抜粋本文:
髙田延彦 vs ヒクソン・グレイシーの真実が、20年の時を経て、初めて明かされる。金子達仁(ノンフィクション作家)

 一時的ではあるにせよ、溜まりに溜まった鬱憤が消えていくような楽しい酒だった。いつもの髙田であれば、自分で自分がコントロールできなくなるまで痛飲し続けたことだろう。

 この日の彼は、違った。

 西山たちを驚愕させた酒の量に関していえば、いつもとほとんど変わらなかった。だが、この日の彼は酔わなかった。いや、もちろん相応に酔いは感じていたのだが、心の中に1カ所、不思議なぐらい素面な部分が残っていた。

 自分より1歳年下になる、榊原信行というサラリーマンに対する興味が、素面を保たせていた。

「いつの段階だったかなあ、ウチの健ちゃんだったか営業の人間だったか、『いい報告があります!』って喜び勇んで飛んできたことがあったんだ。『名古屋でK-1を担当してる会社が、今回の名古屋興行に全面協力してくれることになりました!』って」

 飛ぶ鳥を落とす勢いで人気を拡大しつつあったK-1は、当時の髙田にとって羨望の的でしかなかった。

「こっちは地上波の放送がない中、四苦八苦しながらやってる。それに比べてK-1にはフジテレビがついてるし、スポンサーは日清食品だったからね。スポーツ新聞、テレビもこぞって取り上げるようになってた。そういうところに関わってる会社が、Uインターを応援してくれる。力を貸してくれる。心強い、ありがたいっていうのが率直な感想だったかな」

 当初は1995年10月9日に端を発した新日本プロレスとの全面対抗戦を名古屋で、というのがUインター側の目論見だったが、新日本側との調整がうまく進まなかったため、興行は当初の思惑とはだいぶ違ったものになってしまった。

 それゆえ、肩すかしを食らった形になった榊原は密かに「この人たちと仕事をすることは、もうないだろうな」との気持ちを固めていたのだが、髙田がそんなことを知るよしもない。興行が終わるとすぐ、彼は榊原に声をかけた。

「打ち上げでもしませんかってね。ま、ナンパみたいなもんかな。こっちとしては、あの若さでK-1を担当しているってのはどういう人間なんだろうっていう、純粋な興味があったし、俺らがK-1みたいな存在になるためにはどうしたらいいのか、上にのし上がっていくためには何をすべきなのか、そういうことも聞いてみたかったから」

提示情報:
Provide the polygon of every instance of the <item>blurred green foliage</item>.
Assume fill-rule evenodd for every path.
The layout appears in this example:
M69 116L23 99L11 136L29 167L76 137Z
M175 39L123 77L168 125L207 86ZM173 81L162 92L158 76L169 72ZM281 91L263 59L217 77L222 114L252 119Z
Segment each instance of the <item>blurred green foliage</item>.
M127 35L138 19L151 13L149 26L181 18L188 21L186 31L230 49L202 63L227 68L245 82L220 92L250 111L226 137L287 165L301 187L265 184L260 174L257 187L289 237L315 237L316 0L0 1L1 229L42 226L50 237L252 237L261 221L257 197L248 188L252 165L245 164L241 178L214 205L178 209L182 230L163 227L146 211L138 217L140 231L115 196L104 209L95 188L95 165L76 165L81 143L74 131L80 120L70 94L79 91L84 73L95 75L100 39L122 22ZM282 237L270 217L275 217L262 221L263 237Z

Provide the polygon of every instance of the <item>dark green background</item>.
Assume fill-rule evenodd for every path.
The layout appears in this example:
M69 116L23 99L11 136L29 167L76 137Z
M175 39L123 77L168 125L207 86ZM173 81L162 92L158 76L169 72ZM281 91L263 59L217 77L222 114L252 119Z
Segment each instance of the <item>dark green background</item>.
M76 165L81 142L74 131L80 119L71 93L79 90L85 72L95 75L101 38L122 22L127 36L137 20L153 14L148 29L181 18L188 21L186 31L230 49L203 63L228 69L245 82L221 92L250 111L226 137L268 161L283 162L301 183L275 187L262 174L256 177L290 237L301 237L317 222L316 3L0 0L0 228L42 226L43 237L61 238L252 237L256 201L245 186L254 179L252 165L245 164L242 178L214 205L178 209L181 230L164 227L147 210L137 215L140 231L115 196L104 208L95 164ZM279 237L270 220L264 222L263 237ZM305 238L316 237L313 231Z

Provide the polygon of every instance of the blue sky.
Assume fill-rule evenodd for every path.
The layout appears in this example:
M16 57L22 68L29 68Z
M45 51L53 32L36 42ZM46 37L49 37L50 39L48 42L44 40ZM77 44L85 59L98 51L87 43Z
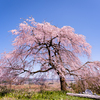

課題内容:
(1) 髙田と榊原の出会いを描いた抜粋本文に、名前または呼び名で登場する人物をすべて挙げてください。
(2) 髙田と榊原の出会いを描いた抜粋本文を、最後の発言の後から書き継いでください。

課題の解答:
(1) 髙田延彦、ヒクソン・グレイシー、金子達仁、西山、榊原信行、健ちゃん

(2)
 髙田は、名古屋場所のために前乗りしていた寺尾に声をかけた。いくら何でも初対面の人間と1対1は気まずい。どれほど東海テレビ事業の若手社員がやり手であったとしても、人間として馬が合わなかったら目もあてられないことになる。気心の知れた寺尾が同席してくれることになったのは、大いに心強かった。

 おまけに、2軒目のラウンジに広島カープの選手たちがいたことで寺尾のテンションは一気に上がり、それに連鎖する形で髙田のテンションも跳ね上がった。

「こっちも試合が終わった後でアドレナリンは出てるから、いつも以上にF1みたいな飲み方になっちゃったんだけどね。最初からブワーッてぶっ飛ばして。もちろん、カープの選手だけじゃなく、バラちゃんにも分け隔てなく」

 まだインターネットは社会に浸透しておらず、SNSなどは生まれてさえいなかった。写真週刊誌にさえ気をつけておけば、著名人がハメを外すことはさほど難しくない時代だった。

 ゆえに、名古屋のラウンジで髙田たちはハメを外すことができた。

「いまではまず許されないことだと思うんですよ。でも、あの時代は全員がパンツ一丁になって飲むなんて無茶が許されて、パンツ一丁になってひたすら酒を飲んだことで、あの場にいたみんなの気持ちがひとつになった。西山さんにしても正田さんにしても、それからバラちゃんにしても、普通だったら乗り越えられない壁みたいなのを乗り越えて溶け合うことができた。それが大きかったよね」

 普段は酒を飲まない者からすると、悪夢にも近い飲み会だったはずだが、弱いながらも場の空気を乱すまいと服を脱ぎ、必死に飲み続ける榊原に髙田は好感を抱いた。

 時計の針は深夜というよりもあと何時間かすれば空が白んできそうな時間帯に差しかかりつつあった。西山たちは撃沈寸前の態で酒場をあとにし、早朝6時から稽古のある寺尾もそろそろ席を立とうかということになった。

 酒宴は、ようやくお開きになった。

 寺尾は一人でタクシーに乗り込んだ。髙田は、榊原が手配したタクシーでホテルまで送ってもらうことになった。Uインターの大会に東海テレビ事業が関わっていたことを考えれば、ごく自然な流れである。

 髙田は、出会ってから初めて、榊原と二人きりになった。

 ほどなくタクシーは最初の目的地である髙田が宿泊しているホテルに到着した。ここで髙田は下車し、タクシーは残された榊原を彼の自宅まで運ぶ予定だった。

 タクシーの自動ドアが開いた。考える間もなく、髙田の口から言葉が飛び出していた。

「バラちゃん、もう少し飲もうよ」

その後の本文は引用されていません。